- INFORMATION GIVEN
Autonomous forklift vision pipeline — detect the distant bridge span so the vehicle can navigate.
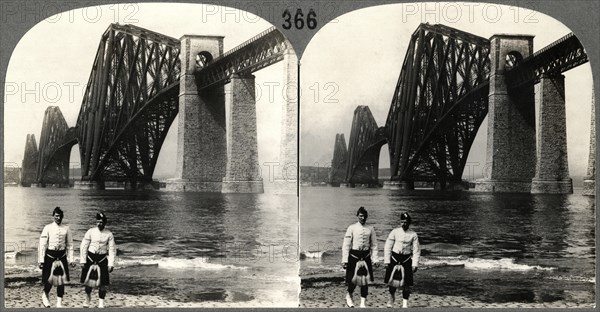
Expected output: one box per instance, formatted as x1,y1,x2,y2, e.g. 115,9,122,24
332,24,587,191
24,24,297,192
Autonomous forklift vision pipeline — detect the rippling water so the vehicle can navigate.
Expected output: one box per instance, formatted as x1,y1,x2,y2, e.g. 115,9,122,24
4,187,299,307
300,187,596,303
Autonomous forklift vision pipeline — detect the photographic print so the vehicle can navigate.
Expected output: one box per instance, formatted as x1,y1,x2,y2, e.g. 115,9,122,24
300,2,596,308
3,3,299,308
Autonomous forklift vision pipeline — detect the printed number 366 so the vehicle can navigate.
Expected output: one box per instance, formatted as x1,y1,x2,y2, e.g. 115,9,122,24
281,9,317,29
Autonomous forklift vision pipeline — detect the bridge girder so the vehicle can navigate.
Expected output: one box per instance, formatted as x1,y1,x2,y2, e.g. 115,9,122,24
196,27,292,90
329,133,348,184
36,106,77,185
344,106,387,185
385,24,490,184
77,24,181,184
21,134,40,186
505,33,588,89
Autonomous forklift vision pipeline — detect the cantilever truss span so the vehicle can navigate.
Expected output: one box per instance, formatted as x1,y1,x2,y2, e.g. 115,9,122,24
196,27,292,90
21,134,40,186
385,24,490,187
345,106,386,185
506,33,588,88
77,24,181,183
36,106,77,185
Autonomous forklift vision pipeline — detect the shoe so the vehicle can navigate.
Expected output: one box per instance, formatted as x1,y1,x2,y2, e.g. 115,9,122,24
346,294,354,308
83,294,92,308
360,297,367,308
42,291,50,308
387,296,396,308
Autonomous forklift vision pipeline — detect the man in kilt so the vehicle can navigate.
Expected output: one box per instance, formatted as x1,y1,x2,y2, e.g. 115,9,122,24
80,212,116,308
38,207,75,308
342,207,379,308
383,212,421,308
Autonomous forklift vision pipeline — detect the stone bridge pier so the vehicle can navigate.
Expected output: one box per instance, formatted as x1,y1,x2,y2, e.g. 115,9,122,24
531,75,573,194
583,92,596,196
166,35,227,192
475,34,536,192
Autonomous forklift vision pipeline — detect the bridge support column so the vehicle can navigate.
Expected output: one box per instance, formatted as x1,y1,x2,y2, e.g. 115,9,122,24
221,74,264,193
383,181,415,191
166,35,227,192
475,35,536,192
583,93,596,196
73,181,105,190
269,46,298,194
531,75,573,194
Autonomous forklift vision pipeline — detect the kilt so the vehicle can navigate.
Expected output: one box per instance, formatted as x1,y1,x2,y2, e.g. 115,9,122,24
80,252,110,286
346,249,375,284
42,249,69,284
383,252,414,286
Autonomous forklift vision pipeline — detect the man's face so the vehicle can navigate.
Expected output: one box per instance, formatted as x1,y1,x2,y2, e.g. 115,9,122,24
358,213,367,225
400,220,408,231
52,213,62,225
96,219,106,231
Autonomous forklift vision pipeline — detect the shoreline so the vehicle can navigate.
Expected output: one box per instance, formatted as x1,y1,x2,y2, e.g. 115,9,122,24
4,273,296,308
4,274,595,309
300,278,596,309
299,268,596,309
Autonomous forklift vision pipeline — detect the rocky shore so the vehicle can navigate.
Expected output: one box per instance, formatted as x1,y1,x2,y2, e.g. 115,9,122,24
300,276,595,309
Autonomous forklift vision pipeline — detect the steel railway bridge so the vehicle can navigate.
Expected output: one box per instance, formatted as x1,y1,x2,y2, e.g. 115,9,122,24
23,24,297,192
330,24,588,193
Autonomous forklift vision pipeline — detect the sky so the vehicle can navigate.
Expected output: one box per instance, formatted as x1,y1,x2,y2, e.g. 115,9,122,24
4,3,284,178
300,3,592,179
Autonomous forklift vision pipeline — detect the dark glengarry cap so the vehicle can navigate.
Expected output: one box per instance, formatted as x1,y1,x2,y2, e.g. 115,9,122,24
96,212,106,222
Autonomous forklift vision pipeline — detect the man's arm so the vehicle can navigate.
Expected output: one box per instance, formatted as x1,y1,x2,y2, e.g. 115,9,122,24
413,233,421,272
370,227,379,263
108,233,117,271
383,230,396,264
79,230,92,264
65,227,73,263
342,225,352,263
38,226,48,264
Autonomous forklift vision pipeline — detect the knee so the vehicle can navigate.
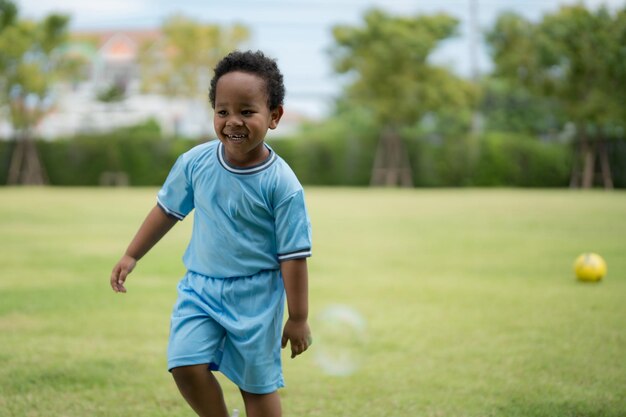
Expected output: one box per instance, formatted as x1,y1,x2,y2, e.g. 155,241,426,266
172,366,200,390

- SHORT TASK
Return every line of the data above verbatim, omitting the pictures.

- RESPONSE
Autonomous forklift vision pipeline — detect the distant bridge span so the vehicle can navigate.
Expected output: one box per instance, formatted as x1,y1,x2,y2, e.g. 115,9,122,24
332,24,587,191
24,24,297,192
Autonomous forklift vision pipeline — detect the rippling water so the vehicle can navigate.
Expected output: one box per instance, formatted as x1,y1,x2,y2, e.g. 115,9,122,24
4,187,299,307
300,187,596,303
Autonomous forklift vision pipeline — detect the photographic print so the vehicle can navigate.
Expected output: one box per instance, formatted as x1,y1,x2,y2, e.g. 115,9,122,24
300,2,596,308
3,3,299,308
Autonomous forklift vision pipeline — detect the printed number 366 so the vehicle can navigate.
Expected output: one box per instance, formatted as x1,y1,x2,y2, e.g. 115,9,122,24
281,9,317,29
Autonomous forklift vision pipeline — detect the bridge girder so the vehicle can navigate.
Expected output: one box per instance, formatted as x1,y1,x2,y2, e.g. 115,9,122,24
196,27,292,90
329,133,348,184
36,106,77,185
344,106,387,185
385,24,490,184
77,24,181,184
21,134,40,186
505,33,588,89
Autonomous forklift vision pipeline — detect the cantilever truss span so the vehicle can navigate.
Expected output: one box per instance, formatted as x1,y1,x2,y2, e.g. 115,9,122,24
196,27,292,90
21,134,40,186
385,24,490,187
345,106,386,185
506,33,588,88
77,24,181,183
36,106,77,185
Autonomous forklift vision pipeline — detect the shoe so the vehicle can navigate.
Expected output: one box per instance, formatted as x1,y1,x2,y2, e.g. 115,9,122,24
346,294,354,308
83,294,92,308
360,297,367,308
42,291,50,308
387,296,396,308
Autonomous forklift vision pipeline — detect the man in kilt so the vehicle can navigate.
Expected output: one box per instance, formatted as x1,y1,x2,y2, e.g. 115,9,122,24
80,212,116,308
38,207,75,308
342,207,379,308
383,212,421,308
Autonomous forklift vision pipeline — detect the stone bridge pier so the vehicle can navigate.
Expected output: one box per instance, formatted as x1,y1,x2,y2, e.g. 115,9,122,24
531,75,573,194
583,92,596,196
166,35,227,192
475,34,536,192
Autonomous forklift vision pipeline — detect the bridge support column so the vehicle can navigate.
Expected output: one box per instance, formatted as x1,y1,x2,y2, e.g. 115,9,122,24
221,74,264,193
383,181,415,191
166,35,227,192
475,35,536,192
583,93,596,196
73,181,105,190
269,46,298,194
531,75,573,194
Autonomous forklift vision pipeline — detect the kilt so the vehicle can navigate.
Expected output: one box per instance, formatted as x1,y1,x2,y2, e.g. 115,9,122,24
80,252,110,286
346,249,375,284
42,249,69,284
383,252,414,286
Autonomous forklift vision pipeline — detect the man's face so the vehicle can navigate.
Expected output: one box per instance, formatted as x1,y1,x2,y2, e.g. 115,9,122,24
358,213,367,225
400,220,408,231
52,213,62,225
96,219,106,231
Autonomous forklift vision pipeline — detect the shoreline so the vehicle can navigate.
Expected output: one box per instance, formatted as x1,y1,x2,y2, e.g. 115,9,122,24
4,273,296,308
4,274,595,309
300,278,596,309
299,268,596,309
Autonomous forklift vision pipeline — detect the rocky shore so the vehicle can navigate.
Expected output: one box per instance, formatted as x1,y1,x2,y2, e.g. 115,9,122,24
300,276,595,309
Autonomous forklift vision pipeline — detect the steel railway bridge so the vehicle can navigate.
Expected output: one box per instance, formatted as x1,y1,x2,y2, e.g. 115,9,122,24
23,24,297,192
330,24,588,193
Autonomous forklift vision pipeline — detect the sky so the vehicle can navigate.
Expected output: one box per instance, formatted as x1,y1,x2,y2, e.g. 115,9,122,24
4,3,284,178
300,3,592,179
Autonomous forklift vision pipeline — detect the dark glengarry cap so the vehicle can navigate.
Expected output: one box per instance, formatted as x1,y1,x2,y2, e.g. 115,9,122,24
96,212,106,222
Autonomous forklift vision pipeline — detect the man's arm so the vehicle can navigate.
Expected output: one box per instance, formatted as x1,y1,x2,y2, e.g. 115,9,122,24
413,233,421,272
370,227,379,263
108,233,117,271
383,230,396,264
79,230,92,264
65,227,73,263
342,225,352,263
38,226,48,264
Autonomous forklift vision pipeline — detect the knee so the vehicle can navigate.
Expected output: one box per instance, formatted as x1,y1,x2,y2, e.g. 155,241,426,266
172,366,200,390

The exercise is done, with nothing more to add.